Description of the task | Reproduce the stretch from "Efficacy of ‘Combined" through "revised war cabinet)." in the notes on the 1917 Western Front battles below, copying every word unchanged.

Text passage |
--- Begin ---
Tank corps & RFC growing in importance; awareness of importance of these new weapons.

Significant improvements to tank technology & tactics in particular. Tanks employed en masse and with infantry filing behind to ‘mop up’.

Improvement of artillery; ‘Creeping Barrage’ made more effective by better communications & ‘106 fuse’ shells designed to explode horizontally.

Battle of Arras & Failure of Nivelle

Designed as a diversion to Nivelle’s upcoming offensive.

Element of surprise achieved with only short artillery bombardment preceding the attack. Artillery also far more effective.

Infantry approached German trenches through tunnels to minimize casualties.

Efficacy of ‘Combined Arms Tactics’ shown with effective use of tanks, infantry, artillery & planes together.

Limited territory won from Germans but battle achieved its purpose; lure German reinforcements away from Nivelle’s offensive.

Nivelle’s offensive a huge failure, however; 30k French casualties for no gains almost led to complete mutiny in French army.

Battle of Passchendaele (Third Battle of Ypres)

Haig now returned to command of all British forces, after failure of Nivelle. Favoured another massive offensive on Western Front, near Ypres.

Lloyd George doubtful but Haig had support of Robertson and newly-formed War Policy Committee (basically revised war cabinet).

Fears about French quitting the war and Russian collapse on eastern front motivated British need for a decisive offensive.

Battle began in July 1917 with artillery bombardment 4 times as large as that of the Somme. Followed by ‘creeping barrage’ artillery fire.

British offensive hindered by boggy wet terrain & met by advanced German defences; concrete pillboxes & bunkers, reserves to counter-attack etc.

After 3 months and only 9km of territory gained, Haig called off attack. Ypres salient not secured & objectives not met.

250k British casualties & up to 400k German casualties. Lloyd George appalled once more by huge losses.
--- End ---
Supplied entries |
--- Begin ---
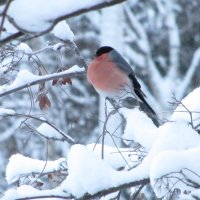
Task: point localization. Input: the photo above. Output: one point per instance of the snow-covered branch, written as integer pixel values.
(26, 79)
(30, 21)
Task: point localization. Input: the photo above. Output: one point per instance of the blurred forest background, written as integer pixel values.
(159, 38)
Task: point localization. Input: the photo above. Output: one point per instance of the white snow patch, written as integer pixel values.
(48, 131)
(24, 48)
(116, 157)
(39, 15)
(14, 168)
(168, 164)
(5, 111)
(63, 31)
(139, 128)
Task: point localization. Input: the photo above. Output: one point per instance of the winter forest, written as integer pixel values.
(60, 139)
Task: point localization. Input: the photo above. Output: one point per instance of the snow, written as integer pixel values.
(48, 131)
(24, 48)
(14, 168)
(116, 157)
(88, 173)
(63, 31)
(170, 162)
(174, 147)
(5, 112)
(27, 191)
(39, 15)
(25, 78)
(135, 129)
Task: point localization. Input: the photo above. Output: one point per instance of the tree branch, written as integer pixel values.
(42, 79)
(22, 31)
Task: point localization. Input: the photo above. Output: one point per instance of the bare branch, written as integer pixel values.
(60, 18)
(43, 79)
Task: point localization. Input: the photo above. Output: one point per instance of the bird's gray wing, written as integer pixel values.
(125, 67)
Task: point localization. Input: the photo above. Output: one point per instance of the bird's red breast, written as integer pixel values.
(106, 77)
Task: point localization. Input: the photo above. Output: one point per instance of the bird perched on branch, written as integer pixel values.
(113, 77)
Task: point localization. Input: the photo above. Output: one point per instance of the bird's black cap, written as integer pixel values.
(104, 49)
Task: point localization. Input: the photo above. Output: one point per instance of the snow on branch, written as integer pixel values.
(31, 167)
(26, 79)
(24, 15)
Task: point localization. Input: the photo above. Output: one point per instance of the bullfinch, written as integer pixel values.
(113, 77)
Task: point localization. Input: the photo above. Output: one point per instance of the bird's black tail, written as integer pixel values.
(145, 107)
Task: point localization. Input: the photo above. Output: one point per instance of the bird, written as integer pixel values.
(112, 77)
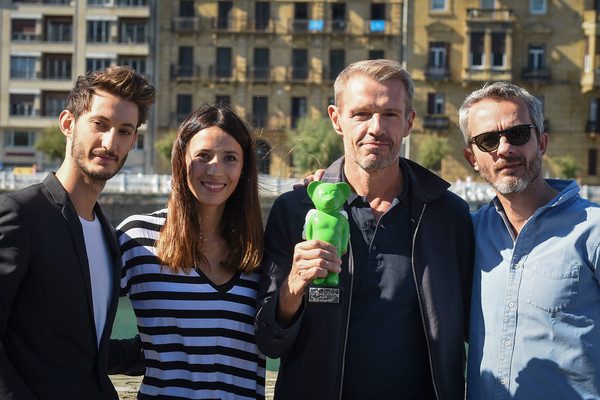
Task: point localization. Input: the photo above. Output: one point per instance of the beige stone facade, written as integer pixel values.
--- End ---
Task answer |
Efficacy of ‘Combined Arms Tactics’ shown with effective use of tanks, infantry, artillery & planes together.

Limited territory won from Germans but battle achieved its purpose; lure German reinforcements away from Nivelle’s offensive.

Nivelle’s offensive a huge failure, however; 30k French casualties for no gains almost led to complete mutiny in French army.

Battle of Passchendaele (Third Battle of Ypres)

Haig now returned to command of all British forces, after failure of Nivelle. Favoured another massive offensive on Western Front, near Ypres.

Lloyd George doubtful but Haig had support of Robertson and newly-formed War Policy Committee (basically revised war cabinet).